■ **EXERCISE INSTRUCTIONS**: Quote the stretch of the BunnyRegex introduction from "Granted, once you" through "BunnyRegex comes in.", word for word.

■ **SELECTED PASSAGE**:
============================================================
Tuesday, February 28. 2006
Introducing BunnyRegex: easy regular expressions, and mini-languages inside of PHP.
Regular expressions are hard. They are hard to create, and even harder to read after the fact. Regular expressions, while quite powerful, are a blight upon readable code. There is no easy way to know that '/^\d{4}\/\d{2}\/\d{2}$/' is a search for a string in the form of 'xxxx/xx/xx'. You have to know that ^ is the start of a line, \d is a digit, \/ is / escaped, etc.
Granted, once you know regular expressions, that information is portable across which ever language you use, be it PHP, Perl, Javascript, whatever. But getting to that point is not easy, and even after you are there, the fact remains:Regular expressions are not human parseable. This is where BunnyRegex comes in.
============================================================
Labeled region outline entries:
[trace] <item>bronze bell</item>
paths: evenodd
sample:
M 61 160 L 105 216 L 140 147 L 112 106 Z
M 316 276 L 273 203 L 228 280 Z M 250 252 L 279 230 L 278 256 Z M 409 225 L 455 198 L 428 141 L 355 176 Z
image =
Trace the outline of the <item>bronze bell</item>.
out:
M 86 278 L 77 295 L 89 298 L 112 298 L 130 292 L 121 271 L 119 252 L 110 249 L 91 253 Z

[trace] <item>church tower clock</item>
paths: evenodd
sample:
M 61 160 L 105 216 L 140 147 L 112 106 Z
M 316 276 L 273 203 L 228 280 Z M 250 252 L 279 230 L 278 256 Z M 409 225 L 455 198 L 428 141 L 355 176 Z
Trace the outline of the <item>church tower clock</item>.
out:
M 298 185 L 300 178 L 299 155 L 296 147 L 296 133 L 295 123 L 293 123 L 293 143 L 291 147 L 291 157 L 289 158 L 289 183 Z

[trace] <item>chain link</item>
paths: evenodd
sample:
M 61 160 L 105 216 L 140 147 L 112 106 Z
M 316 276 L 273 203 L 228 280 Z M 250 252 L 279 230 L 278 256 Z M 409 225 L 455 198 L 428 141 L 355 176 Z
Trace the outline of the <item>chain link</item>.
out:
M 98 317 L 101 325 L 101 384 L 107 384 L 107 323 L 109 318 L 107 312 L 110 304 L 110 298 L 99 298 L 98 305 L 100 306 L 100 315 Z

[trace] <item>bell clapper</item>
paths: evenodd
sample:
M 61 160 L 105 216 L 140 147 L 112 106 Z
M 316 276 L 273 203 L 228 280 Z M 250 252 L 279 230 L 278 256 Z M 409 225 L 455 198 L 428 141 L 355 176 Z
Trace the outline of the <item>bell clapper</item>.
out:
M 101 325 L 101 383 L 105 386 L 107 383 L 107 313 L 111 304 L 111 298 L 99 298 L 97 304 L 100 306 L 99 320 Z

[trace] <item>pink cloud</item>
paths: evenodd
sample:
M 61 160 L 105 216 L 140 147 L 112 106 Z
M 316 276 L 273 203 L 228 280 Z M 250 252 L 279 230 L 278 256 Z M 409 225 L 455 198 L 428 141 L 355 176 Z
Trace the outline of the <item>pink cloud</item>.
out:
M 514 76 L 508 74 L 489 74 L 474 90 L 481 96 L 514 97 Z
============================================================
■ **WRITTEN REPLY**:
Granted, once you know regular expressions, that information is portable across which ever language you use, be it PHP, Perl, Javascript, whatever. But getting to that point is not easy, and even after you are there, the fact remains:Regular expressions are not human parseable. This is where BunnyRegex comes in.